REQUIREMENT: Reproduce exactly, with no other output, every line of the data below from the line containing "Reviewer note: every instance of the rocky outcrop" to the end, inclusive.

::: ENTRIES SHOWN :::

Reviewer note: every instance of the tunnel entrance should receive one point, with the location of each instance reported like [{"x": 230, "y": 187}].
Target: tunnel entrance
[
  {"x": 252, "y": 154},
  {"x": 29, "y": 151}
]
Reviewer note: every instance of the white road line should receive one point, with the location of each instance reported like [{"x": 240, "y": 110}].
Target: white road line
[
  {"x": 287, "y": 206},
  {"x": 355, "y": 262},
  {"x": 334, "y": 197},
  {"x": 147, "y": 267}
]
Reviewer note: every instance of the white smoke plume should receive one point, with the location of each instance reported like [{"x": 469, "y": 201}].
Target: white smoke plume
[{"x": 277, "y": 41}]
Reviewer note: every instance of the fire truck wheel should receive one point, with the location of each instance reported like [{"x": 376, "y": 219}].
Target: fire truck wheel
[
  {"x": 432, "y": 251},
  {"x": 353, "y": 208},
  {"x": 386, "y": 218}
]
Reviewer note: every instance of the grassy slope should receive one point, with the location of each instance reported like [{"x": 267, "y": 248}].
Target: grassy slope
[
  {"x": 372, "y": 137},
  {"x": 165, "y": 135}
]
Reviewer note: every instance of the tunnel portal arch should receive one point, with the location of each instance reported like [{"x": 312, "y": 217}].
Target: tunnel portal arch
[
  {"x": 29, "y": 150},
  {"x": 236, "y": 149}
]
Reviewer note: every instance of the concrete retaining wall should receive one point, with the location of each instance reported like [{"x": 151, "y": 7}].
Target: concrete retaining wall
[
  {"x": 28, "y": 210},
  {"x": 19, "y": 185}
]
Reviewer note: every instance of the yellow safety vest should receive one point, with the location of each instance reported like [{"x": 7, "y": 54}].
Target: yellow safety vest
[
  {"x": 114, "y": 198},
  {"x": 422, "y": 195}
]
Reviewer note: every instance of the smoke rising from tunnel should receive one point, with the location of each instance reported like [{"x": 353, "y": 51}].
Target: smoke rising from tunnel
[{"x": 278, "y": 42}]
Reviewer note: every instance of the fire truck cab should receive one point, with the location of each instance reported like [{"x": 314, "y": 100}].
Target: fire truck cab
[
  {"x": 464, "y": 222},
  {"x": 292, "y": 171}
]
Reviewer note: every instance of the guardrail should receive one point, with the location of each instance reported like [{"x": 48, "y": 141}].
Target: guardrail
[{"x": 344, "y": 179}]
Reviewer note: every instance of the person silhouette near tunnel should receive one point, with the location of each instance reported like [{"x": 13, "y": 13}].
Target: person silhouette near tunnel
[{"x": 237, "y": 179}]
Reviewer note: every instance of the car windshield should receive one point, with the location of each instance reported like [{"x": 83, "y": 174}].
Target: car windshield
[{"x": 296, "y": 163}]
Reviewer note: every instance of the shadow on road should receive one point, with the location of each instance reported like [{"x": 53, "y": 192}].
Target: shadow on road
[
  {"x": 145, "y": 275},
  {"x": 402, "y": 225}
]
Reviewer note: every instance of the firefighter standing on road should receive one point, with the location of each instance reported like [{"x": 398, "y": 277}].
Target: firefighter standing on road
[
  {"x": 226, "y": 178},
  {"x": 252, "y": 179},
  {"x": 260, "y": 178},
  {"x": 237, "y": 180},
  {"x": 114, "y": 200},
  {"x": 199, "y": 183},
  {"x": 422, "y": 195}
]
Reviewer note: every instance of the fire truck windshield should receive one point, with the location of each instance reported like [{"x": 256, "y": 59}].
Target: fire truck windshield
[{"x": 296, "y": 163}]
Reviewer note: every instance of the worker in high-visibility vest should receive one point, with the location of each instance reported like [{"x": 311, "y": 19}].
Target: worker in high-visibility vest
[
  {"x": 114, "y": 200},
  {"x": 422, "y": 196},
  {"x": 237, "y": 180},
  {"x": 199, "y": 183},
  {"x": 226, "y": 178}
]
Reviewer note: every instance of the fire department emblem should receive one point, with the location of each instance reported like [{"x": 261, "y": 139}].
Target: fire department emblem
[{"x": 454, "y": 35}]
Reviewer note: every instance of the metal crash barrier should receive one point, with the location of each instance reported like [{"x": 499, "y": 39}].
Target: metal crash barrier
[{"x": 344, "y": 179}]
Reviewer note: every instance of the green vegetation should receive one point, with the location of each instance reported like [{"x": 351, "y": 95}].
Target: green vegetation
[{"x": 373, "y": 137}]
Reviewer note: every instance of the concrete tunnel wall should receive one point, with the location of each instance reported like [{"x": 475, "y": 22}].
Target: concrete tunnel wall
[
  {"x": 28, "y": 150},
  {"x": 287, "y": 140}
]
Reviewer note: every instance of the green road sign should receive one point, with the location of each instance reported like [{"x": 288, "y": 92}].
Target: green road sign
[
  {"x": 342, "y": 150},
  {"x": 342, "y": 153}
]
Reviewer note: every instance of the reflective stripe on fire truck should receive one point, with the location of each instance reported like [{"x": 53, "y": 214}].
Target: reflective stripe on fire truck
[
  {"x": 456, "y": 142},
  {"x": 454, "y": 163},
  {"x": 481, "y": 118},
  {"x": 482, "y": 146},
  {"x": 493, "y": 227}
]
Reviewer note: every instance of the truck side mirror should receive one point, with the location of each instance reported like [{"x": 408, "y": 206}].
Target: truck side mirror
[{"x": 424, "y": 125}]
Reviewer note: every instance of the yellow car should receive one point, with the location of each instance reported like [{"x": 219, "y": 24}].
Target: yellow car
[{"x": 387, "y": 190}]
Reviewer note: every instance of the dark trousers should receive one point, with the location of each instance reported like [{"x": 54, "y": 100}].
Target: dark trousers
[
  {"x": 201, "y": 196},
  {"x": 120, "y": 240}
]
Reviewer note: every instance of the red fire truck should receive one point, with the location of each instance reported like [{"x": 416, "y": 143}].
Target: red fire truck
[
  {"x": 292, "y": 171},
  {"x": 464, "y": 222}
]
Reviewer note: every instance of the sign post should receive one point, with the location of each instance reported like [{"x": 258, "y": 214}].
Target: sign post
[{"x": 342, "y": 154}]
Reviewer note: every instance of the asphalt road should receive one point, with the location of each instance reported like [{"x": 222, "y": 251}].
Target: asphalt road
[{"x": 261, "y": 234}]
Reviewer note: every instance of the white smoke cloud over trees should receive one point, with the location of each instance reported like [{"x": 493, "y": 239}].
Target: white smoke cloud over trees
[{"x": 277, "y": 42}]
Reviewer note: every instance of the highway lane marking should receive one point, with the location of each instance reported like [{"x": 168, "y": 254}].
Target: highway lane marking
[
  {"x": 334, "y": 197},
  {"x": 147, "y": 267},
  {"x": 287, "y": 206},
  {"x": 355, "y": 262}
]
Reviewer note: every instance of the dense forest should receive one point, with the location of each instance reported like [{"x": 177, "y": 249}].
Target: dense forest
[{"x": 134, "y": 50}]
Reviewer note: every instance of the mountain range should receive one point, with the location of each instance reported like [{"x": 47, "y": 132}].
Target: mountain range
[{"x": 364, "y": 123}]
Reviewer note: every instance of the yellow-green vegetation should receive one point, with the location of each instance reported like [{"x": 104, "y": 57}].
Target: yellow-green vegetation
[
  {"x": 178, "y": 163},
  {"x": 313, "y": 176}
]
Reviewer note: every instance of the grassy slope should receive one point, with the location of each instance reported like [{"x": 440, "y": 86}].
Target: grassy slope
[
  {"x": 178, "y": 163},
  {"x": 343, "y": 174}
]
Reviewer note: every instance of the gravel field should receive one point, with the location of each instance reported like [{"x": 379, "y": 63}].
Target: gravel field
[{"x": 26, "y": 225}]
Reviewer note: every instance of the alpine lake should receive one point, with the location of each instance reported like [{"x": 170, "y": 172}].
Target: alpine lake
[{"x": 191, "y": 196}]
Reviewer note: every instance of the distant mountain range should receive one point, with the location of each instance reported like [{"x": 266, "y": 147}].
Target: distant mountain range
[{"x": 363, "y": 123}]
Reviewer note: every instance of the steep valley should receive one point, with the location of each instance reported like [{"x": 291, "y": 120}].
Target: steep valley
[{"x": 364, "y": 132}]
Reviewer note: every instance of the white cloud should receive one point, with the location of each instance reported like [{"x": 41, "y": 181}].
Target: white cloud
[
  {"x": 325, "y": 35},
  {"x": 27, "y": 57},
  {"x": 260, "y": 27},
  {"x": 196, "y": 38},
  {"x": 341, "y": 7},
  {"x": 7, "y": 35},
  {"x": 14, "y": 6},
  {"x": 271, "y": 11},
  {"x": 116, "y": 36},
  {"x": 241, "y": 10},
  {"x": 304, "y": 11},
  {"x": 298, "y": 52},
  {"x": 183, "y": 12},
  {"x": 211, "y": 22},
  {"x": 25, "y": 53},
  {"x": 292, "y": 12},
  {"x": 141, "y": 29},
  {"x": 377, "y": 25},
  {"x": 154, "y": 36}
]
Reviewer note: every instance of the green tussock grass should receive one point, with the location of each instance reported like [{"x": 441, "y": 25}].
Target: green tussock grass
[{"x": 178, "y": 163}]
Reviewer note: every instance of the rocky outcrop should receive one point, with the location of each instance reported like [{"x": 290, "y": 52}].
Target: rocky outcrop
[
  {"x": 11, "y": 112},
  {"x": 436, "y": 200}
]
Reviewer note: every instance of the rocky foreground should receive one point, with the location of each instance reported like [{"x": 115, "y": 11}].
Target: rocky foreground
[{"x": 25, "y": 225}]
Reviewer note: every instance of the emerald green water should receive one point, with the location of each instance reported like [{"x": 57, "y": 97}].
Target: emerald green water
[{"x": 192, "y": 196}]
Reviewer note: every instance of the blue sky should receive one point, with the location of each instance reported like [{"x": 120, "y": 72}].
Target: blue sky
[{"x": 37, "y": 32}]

:::

SOLUTION FOR THIS PROBLEM:
Reviewer note: every instance of the rocky outcrop should receive one point, with the location of each instance reported like [{"x": 290, "y": 52}].
Target: rocky outcrop
[
  {"x": 11, "y": 112},
  {"x": 436, "y": 200}
]
Reviewer note: every instance of the rocky foreground should receive one point, with the location of each instance reported like [{"x": 115, "y": 11}].
Target: rocky foreground
[{"x": 25, "y": 225}]
Reviewer note: every instance of the emerald green water should receive one point, with the location of each instance reported like [{"x": 57, "y": 97}].
Target: emerald green water
[{"x": 192, "y": 196}]
Reviewer note: every instance of the blue sky should receive one point, with the location of each instance reported like [{"x": 120, "y": 72}].
Target: blue sky
[{"x": 37, "y": 32}]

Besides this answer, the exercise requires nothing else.